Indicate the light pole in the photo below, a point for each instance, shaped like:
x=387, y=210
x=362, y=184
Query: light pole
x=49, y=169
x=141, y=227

▶ **EXERCISE INSTRUCTIONS**
Reproduce every one of the records above verbatim, line for line, with no alterations.

▶ **OUTPUT OF THE EXERCISE**
Indicate the light pole in the photo below, a point for each instance, shaped like:
x=387, y=210
x=362, y=184
Query: light pole
x=49, y=169
x=141, y=227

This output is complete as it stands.